WHAT IS REQUIRED - Look in the material below for the line holding "Target: large dark rock". Set it down exactly, with each later line up to and including the line holding "Target: ocean water".

RECORDS FOR THIS TASK -
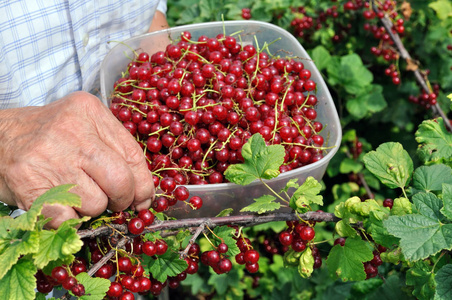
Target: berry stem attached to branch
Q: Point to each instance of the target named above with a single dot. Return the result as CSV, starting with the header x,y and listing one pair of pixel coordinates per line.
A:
x,y
407,57
240,220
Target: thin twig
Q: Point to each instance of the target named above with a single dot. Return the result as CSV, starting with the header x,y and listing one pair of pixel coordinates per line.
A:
x,y
241,220
406,56
192,240
107,257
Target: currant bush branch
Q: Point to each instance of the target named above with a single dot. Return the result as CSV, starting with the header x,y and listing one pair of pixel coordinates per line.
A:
x,y
192,240
407,57
240,220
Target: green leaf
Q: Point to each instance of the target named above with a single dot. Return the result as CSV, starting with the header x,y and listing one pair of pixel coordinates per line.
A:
x,y
262,205
61,243
4,210
95,288
446,210
349,165
14,243
166,265
306,194
19,283
291,183
306,266
421,277
393,288
355,75
430,178
435,141
276,226
57,195
401,207
321,57
391,164
260,162
379,233
225,212
420,236
225,234
427,204
347,261
223,282
369,101
350,73
443,9
443,280
344,229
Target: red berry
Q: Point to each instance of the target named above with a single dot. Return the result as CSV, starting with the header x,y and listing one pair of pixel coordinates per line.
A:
x,y
147,216
251,256
136,226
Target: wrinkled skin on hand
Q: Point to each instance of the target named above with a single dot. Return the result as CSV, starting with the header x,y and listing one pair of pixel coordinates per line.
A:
x,y
75,140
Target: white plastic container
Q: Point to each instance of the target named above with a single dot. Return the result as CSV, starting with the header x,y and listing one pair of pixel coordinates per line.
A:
x,y
217,197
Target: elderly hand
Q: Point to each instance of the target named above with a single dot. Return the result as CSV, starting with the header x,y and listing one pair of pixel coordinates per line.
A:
x,y
73,140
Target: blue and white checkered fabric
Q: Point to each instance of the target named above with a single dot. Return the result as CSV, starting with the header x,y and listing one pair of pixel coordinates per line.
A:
x,y
49,48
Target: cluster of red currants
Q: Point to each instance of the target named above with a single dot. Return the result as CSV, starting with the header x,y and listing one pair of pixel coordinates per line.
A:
x,y
59,277
194,105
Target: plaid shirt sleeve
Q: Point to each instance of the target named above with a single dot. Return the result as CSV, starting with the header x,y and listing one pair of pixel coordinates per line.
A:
x,y
49,48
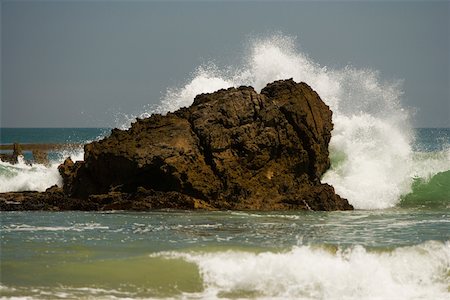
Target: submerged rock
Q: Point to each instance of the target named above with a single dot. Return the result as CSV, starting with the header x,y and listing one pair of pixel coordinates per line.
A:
x,y
232,149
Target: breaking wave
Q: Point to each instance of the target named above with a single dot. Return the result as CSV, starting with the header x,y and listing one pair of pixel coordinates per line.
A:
x,y
373,161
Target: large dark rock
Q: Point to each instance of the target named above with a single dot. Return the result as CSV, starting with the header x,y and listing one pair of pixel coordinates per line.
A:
x,y
232,149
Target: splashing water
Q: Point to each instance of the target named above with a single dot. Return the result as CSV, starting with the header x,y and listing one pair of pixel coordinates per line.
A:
x,y
371,142
35,177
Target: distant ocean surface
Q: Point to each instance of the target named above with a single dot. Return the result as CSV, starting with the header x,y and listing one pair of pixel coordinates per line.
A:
x,y
50,135
395,245
399,252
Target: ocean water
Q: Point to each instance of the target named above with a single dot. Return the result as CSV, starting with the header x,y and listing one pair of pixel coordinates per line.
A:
x,y
395,245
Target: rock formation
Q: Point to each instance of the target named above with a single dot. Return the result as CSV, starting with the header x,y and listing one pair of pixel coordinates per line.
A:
x,y
232,149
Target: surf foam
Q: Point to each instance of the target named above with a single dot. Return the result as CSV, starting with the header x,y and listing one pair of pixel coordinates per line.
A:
x,y
305,272
36,177
372,157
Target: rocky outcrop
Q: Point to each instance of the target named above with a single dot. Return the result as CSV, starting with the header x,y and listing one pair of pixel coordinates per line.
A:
x,y
232,149
12,158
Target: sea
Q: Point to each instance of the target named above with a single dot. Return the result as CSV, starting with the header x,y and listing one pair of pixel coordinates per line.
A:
x,y
394,245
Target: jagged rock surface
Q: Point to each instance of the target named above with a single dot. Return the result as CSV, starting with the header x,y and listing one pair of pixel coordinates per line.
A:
x,y
232,149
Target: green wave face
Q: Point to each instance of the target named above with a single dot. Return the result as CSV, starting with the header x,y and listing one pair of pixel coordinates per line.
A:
x,y
432,193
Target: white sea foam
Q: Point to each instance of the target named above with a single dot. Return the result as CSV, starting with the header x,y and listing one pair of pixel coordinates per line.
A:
x,y
373,161
416,272
36,177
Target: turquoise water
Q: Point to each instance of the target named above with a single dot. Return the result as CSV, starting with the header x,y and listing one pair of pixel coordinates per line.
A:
x,y
401,251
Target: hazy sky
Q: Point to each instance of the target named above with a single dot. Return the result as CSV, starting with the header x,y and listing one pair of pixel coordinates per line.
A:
x,y
82,63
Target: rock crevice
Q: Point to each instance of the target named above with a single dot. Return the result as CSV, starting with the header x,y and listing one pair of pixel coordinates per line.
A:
x,y
231,149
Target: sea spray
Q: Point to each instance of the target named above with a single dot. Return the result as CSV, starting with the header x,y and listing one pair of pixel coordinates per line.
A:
x,y
371,145
307,272
33,177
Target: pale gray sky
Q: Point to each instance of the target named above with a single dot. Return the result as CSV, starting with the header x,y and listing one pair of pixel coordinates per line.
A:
x,y
80,63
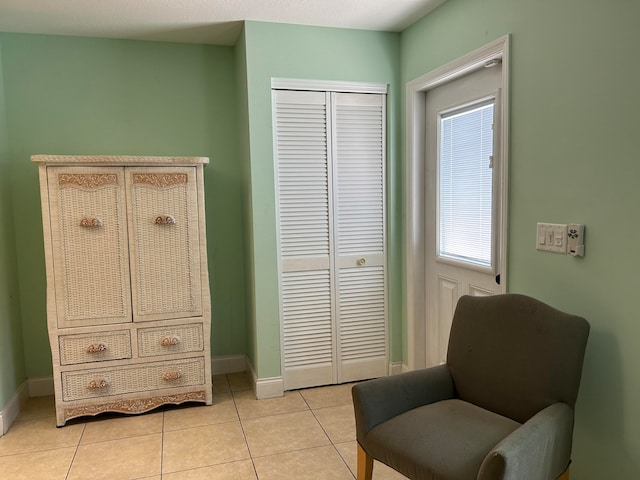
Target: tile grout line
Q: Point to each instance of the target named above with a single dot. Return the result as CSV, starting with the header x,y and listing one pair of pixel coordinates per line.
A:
x,y
330,440
75,453
162,445
244,435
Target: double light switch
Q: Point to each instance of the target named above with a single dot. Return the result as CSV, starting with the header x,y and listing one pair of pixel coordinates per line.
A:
x,y
560,238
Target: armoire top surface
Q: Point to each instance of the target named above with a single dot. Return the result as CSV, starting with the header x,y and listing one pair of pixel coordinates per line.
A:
x,y
118,160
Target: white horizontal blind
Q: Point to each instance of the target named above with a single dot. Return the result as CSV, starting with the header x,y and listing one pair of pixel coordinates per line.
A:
x,y
465,184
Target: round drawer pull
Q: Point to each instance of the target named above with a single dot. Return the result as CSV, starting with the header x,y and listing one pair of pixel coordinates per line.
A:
x,y
169,341
91,222
165,220
96,348
98,384
168,376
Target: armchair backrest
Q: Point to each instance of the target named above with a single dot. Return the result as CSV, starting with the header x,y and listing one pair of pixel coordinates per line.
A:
x,y
515,355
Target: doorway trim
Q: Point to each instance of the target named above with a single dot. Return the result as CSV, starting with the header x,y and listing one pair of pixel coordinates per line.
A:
x,y
415,266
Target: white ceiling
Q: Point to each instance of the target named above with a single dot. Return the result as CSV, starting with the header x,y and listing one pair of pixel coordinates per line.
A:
x,y
216,22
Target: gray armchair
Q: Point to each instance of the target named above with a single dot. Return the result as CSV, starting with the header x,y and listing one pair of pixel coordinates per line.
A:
x,y
500,408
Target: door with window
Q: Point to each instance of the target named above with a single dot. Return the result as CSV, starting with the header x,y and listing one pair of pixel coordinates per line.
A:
x,y
463,199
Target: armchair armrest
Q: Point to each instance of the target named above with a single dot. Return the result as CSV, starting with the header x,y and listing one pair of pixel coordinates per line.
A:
x,y
378,400
538,450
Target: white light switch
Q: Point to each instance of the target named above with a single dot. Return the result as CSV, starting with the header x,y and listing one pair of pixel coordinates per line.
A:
x,y
552,237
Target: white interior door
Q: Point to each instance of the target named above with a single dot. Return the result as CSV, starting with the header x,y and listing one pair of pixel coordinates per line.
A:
x,y
463,199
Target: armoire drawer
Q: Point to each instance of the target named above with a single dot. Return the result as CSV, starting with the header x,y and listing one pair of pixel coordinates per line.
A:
x,y
169,340
131,379
94,347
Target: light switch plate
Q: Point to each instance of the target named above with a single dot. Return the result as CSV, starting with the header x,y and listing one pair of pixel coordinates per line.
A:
x,y
551,237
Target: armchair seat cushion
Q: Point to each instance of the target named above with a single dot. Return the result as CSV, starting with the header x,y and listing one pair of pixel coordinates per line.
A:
x,y
456,438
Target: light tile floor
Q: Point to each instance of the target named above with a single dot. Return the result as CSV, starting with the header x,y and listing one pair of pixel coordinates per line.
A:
x,y
305,435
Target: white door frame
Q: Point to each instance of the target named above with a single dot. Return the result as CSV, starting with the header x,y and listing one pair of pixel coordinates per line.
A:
x,y
416,185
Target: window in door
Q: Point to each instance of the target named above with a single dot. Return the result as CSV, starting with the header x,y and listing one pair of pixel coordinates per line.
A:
x,y
465,185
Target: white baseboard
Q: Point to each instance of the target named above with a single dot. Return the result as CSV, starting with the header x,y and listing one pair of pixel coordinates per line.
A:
x,y
10,412
228,364
266,387
40,386
397,367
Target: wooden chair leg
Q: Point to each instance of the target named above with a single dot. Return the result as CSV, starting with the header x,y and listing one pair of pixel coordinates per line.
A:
x,y
564,476
365,465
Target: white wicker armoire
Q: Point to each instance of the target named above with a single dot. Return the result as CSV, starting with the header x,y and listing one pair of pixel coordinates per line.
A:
x,y
128,301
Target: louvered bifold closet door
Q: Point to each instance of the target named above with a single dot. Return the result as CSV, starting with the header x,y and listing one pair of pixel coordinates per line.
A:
x,y
305,239
359,186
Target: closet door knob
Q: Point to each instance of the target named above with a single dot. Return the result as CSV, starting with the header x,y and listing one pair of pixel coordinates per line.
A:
x,y
168,341
91,222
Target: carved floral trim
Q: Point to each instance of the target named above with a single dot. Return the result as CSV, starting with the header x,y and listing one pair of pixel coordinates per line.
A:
x,y
160,179
134,406
87,180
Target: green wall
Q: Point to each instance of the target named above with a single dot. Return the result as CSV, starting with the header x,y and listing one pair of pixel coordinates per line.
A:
x,y
574,158
292,51
12,369
69,95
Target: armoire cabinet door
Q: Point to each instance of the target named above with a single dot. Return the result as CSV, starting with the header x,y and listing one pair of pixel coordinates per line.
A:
x,y
164,242
89,243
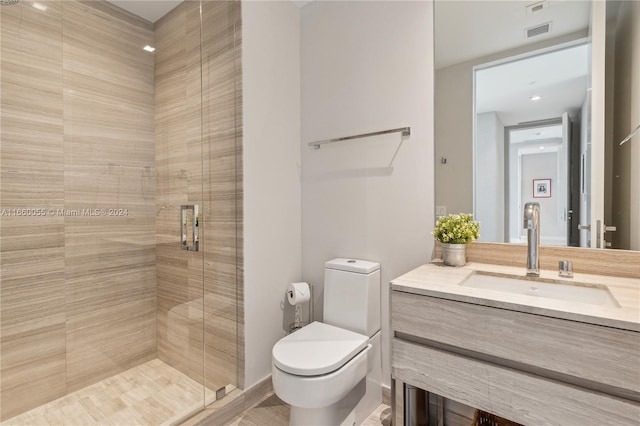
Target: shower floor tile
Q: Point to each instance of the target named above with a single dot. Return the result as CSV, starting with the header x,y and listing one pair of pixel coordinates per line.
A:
x,y
150,394
274,412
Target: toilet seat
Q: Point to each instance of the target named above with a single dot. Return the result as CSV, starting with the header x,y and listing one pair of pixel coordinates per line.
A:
x,y
317,349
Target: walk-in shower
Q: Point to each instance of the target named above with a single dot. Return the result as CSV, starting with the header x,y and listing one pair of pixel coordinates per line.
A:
x,y
104,318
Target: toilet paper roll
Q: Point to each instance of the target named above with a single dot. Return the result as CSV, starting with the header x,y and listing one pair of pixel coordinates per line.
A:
x,y
298,293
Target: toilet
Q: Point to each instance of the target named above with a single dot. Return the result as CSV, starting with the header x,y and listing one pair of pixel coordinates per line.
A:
x,y
330,372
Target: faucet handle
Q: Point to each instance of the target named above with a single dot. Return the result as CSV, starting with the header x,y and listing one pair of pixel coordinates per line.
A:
x,y
565,268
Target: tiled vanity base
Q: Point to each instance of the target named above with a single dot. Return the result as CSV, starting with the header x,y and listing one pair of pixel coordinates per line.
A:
x,y
518,396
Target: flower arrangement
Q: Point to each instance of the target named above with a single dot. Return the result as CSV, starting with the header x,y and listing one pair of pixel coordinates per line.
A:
x,y
457,229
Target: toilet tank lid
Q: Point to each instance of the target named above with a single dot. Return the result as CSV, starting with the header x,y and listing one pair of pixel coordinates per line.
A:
x,y
352,265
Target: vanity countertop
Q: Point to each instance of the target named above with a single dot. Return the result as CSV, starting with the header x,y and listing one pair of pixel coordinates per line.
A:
x,y
437,280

ANSWER BOX -
Target: large dark rock
Q: Point to each instance of the target named above with a single dot. Return the result as CSV, starting with the header x,y and listing one pair of pixel coordinates per line.
A:
x,y
232,149
Target: splashing water
Q: Point to each instance of the target named above with a single dot. Return the result as CSV, starting with the header x,y and listing one pair of pixel coordinates per line.
A:
x,y
371,142
35,177
Target: distant ocean surface
Q: Point to each instance of the target named above with a single dot. Return the result as CSV, starting with the header x,y and listing one pair of pixel coordinates per line.
A:
x,y
50,135
395,245
399,252
Target: ocean water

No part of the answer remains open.